Lesetext:
===============

Mit Blaulicht durch Rom

22.03.09
Autor: Joe Kelbel

Was für ein herrlicher Sonntagmorgen!

Grell leuchtet die Frühlingssonne über dem dunklen Grün der Pinien, dahinter die gewaltige Kulisse des Kolosseums. Die hohlen Fenster der Arena sind erfüllt vom stechenden Blau des makellosen Himmels.

Ich stehe fröstelnd auf dem Balkon und genieße den Ausblick. Ist es die Kühle des Morgens oder die göttliche Erhabenheit dieses Startplatzes, wo jahrhundertelang die Gladiatoren ihren Kampf antraten, der mich zittern lässt? Mein Blick schweift nach links, Richtung Circus Maximus, wo sich bunte Läuferpunkte auf bleichem Grün wie auf einer Ameisenstrasse bewegen. Ich schließen meine Augen, die durch die grell-bunte Blütenpracht der Balkonkästen brutal geweckt werden und ziehe den Duft des starken Kaffees in mich auf.
Leute! Es ist Frühling in Rom! Und der germanische Gladiator läuft wieder Marathon!

Heute morgen brauche ich nicht den Lift. Die gestern gekaufte Knieschiene gibt mir Sicherheit, und so springe ich fröhlich von Stufe zu Stufe und hätte beinahe irgendeine Nationalhymne gepfiffen. Unten angekommen reiße ich die schwere Holztür auf. Ein greller Lichtstrahl nimmt mir die Sicht. „Du ewige Stadt, ich trete an!“

Ich schiebe meinen durch das Mainhochwasser geschwärzten Laufschuh auf die erste Stufe, da haut´s mich brutal vom Sockel: Zehn, fünfzehn lautstarke Italiener mit rosa-weißen Frotteepulswärmern und – stirnbändern ziehen wie die Klasse 7 b der Mädchenschule an meinen germanischen Auge vorbei. Einer verzieht sich sogleich aufgeregt in die nahen Büsche des Palatino, das muß Abahachi sein, dann kann ja Winnetouch  nicht weit sein. Tatsächlich  läuft der, wie von Sinnen mit einen Affenzahn zum McDonalds-Zelt, um sich für ein rotes Kappie anzustellen.

Mit diesem „überwältigenden Eindruck“ entschließe ich mich, eine Marathonreportage über einige der Verrückten hier und heute zu schreiben, doch wie die Überschrift schon sagt, sollte es anders kommen......

===============

Gestellte Aufgabe 1: Schreibe bitte sämtliche Zeilen der nachstehenden Liste unverändert nieder, von der ersten bis zur letzten.

Eingabe zur Aufgabe:
===============

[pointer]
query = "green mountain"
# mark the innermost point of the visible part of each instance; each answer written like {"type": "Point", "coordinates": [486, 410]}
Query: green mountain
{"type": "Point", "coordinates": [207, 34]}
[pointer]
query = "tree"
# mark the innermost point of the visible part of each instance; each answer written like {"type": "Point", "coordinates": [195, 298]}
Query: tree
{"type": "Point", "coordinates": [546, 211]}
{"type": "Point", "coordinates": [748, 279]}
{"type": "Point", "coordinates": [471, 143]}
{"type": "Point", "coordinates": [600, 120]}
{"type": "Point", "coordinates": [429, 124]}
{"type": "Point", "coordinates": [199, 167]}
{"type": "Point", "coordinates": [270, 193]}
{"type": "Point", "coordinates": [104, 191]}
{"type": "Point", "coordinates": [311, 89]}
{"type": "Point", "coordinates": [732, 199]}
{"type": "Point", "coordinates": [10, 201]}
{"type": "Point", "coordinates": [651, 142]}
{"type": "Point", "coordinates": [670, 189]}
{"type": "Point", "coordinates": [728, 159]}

===============

Gestellte Aufgabe 2: Entnimm dem Lesetext wörtlich die Stelle, die mit den Worten „Mit Blaulicht durch“ einsetzt und nach den Worten „des makellosen Himmels.“ aufhört.

Endergebnis 1:
[pointer]
query = "green mountain"
# mark the innermost point of the visible part of each instance; each answer written like {"type": "Point", "coordinates": [486, 410]}
Query: green mountain
{"type": "Point", "coordinates": [207, 34]}
[pointer]
query = "tree"
# mark the innermost point of the visible part of each instance; each answer written like {"type": "Point", "coordinates": [195, 298]}
Query: tree
{"type": "Point", "coordinates": [546, 211]}
{"type": "Point", "coordinates": [748, 279]}
{"type": "Point", "coordinates": [471, 143]}
{"type": "Point", "coordinates": [600, 120]}
{"type": "Point", "coordinates": [429, 124]}
{"type": "Point", "coordinates": [199, 167]}
{"type": "Point", "coordinates": [270, 193]}
{"type": "Point", "coordinates": [104, 191]}
{"type": "Point", "coordinates": [311, 89]}
{"type": "Point", "coordinates": [732, 199]}
{"type": "Point", "coordinates": [10, 201]}
{"type": "Point", "coordinates": [651, 142]}
{"type": "Point", "coordinates": [670, 189]}
{"type": "Point", "coordinates": [728, 159]}

Endergebnis 2:
Mit Blaulicht durch Rom

22.03.09
Autor: Joe Kelbel

Was für ein herrlicher Sonntagmorgen!

Grell leuchtet die Frühlingssonne über dem dunklen Grün der Pinien, dahinter die gewaltige Kulisse des Kolosseums. Die hohlen Fenster der Arena sind erfüllt vom stechenden Blau des makellosen Himmels.